Below are the records to transcribe exactly; do not include any images.

++++ Records ++++

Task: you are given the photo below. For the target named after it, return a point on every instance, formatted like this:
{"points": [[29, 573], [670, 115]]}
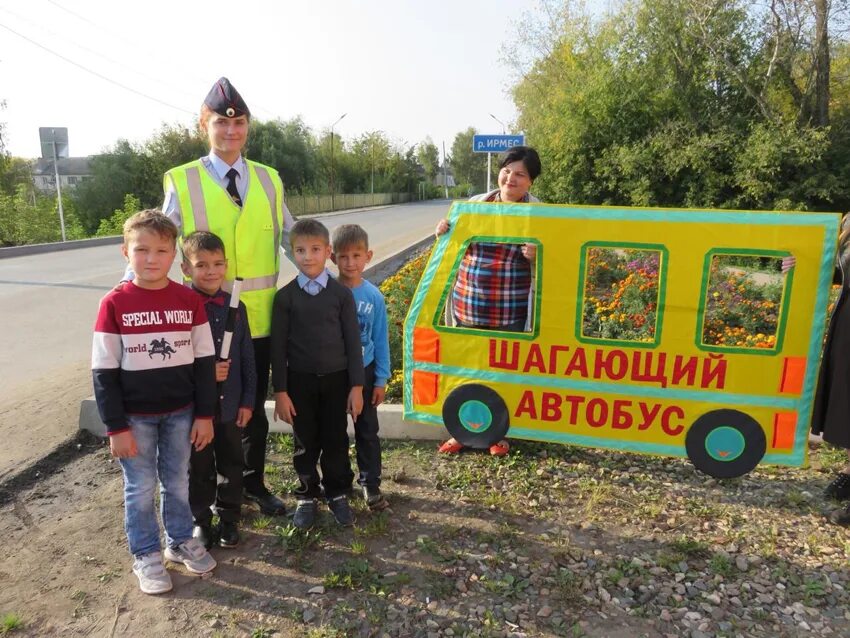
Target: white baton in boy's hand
{"points": [[229, 326]]}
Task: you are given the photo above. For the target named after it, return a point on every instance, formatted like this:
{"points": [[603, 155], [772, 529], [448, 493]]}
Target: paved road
{"points": [[47, 307]]}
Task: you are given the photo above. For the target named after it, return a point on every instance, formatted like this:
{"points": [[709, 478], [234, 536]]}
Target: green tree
{"points": [[468, 167], [686, 103], [286, 146], [122, 170], [114, 225]]}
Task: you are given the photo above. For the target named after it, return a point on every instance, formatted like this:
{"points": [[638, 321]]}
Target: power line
{"points": [[95, 73], [111, 33]]}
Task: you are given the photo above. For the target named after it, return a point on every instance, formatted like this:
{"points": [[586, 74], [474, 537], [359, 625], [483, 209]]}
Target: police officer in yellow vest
{"points": [[242, 202]]}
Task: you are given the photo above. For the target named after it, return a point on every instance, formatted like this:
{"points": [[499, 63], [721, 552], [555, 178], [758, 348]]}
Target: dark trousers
{"points": [[256, 433], [320, 427], [366, 439], [215, 476]]}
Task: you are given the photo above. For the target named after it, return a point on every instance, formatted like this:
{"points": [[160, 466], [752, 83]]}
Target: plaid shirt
{"points": [[492, 286]]}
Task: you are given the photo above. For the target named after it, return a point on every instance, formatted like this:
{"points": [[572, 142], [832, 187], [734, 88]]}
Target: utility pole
{"points": [[445, 171], [333, 185], [58, 187]]}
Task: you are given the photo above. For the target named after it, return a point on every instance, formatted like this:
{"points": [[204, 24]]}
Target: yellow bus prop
{"points": [[668, 332]]}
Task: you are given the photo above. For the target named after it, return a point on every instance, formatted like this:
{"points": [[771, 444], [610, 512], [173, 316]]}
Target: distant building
{"points": [[72, 171], [444, 179]]}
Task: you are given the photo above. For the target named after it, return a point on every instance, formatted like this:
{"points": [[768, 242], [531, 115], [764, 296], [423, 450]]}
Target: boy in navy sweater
{"points": [[154, 382], [317, 373], [351, 254], [204, 262]]}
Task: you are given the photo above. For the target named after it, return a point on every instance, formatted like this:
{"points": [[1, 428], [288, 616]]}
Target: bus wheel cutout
{"points": [[475, 416], [725, 443]]}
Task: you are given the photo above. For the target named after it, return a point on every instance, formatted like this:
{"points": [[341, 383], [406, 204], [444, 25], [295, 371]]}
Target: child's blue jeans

++++

> _Result of the exercise_:
Task: you are given the photo below. For the target named after it, return a point on every instance, formatted like this:
{"points": [[29, 573], [670, 115]]}
Target: white baton in boy's hand
{"points": [[229, 326]]}
Task: you are given the photo above. For the target named after it, return a point on every instance, formatted like this:
{"points": [[603, 155], [772, 529], [448, 493]]}
Target: paved road
{"points": [[47, 307]]}
Task: you are given the photo above. For the target named after it, return a point on every instance, formatted like this:
{"points": [[709, 478], [234, 536]]}
Target: green tree
{"points": [[468, 167], [686, 103], [286, 146], [122, 170], [114, 225]]}
Task: you are given the photo above. For the target named after it, return a point on every instance, formatted like this:
{"points": [[638, 321]]}
Target: power line
{"points": [[95, 73], [111, 33]]}
Task: you are given the photo above. For the target named after it, return a point on every instance, formatted like this:
{"points": [[586, 74], [474, 537], [359, 625], [483, 209]]}
Target: police officer in yellow vest
{"points": [[242, 202]]}
Task: you are given the photo above. For the target named after it, return a point on every instance, formatted like this:
{"points": [[499, 63], [721, 552], [555, 178], [758, 348]]}
Target: dark trousers
{"points": [[256, 433], [320, 427], [366, 439], [215, 476]]}
Task: you are given the photo above. For the target named after it, return a point on every instance, formatted like this:
{"points": [[160, 466], [752, 83]]}
Target: plaid shirt
{"points": [[492, 286]]}
Task: you are given the photo above. For the target named after it, return a point on every instance, formatted like this:
{"points": [[572, 142], [832, 187], [734, 88]]}
Target: utility pole
{"points": [[445, 171], [333, 185], [58, 187]]}
Task: you are given the photo above. For the target named after it, return a point on every instance, formatted like this:
{"points": [[204, 24]]}
Target: yellow bus prop
{"points": [[668, 332]]}
Task: you are given the photo above. For the target named after it, return a point on every instance, formatted like this:
{"points": [[771, 444], [610, 512], [173, 316]]}
Target: distant building
{"points": [[72, 171], [444, 179]]}
Task: you are given the photo above. For the target named after it, return a point on every instance, formatted like this:
{"points": [[768, 242], [531, 115], [764, 296], [423, 450]]}
Target: boy in navy sweater
{"points": [[154, 382], [317, 373], [351, 254], [204, 262]]}
Task: you are given the photo above. For the target named after it, return a point on every instance, formatted like this:
{"points": [[1, 428], [288, 616]]}
Target: bus wheel cutout
{"points": [[475, 416], [725, 443]]}
Task: you are given the photo above. For the target named after it, return a point on every instance, formatted like this:
{"points": [[341, 383], [406, 204], [444, 25], [295, 371]]}
Target: child's blue jeans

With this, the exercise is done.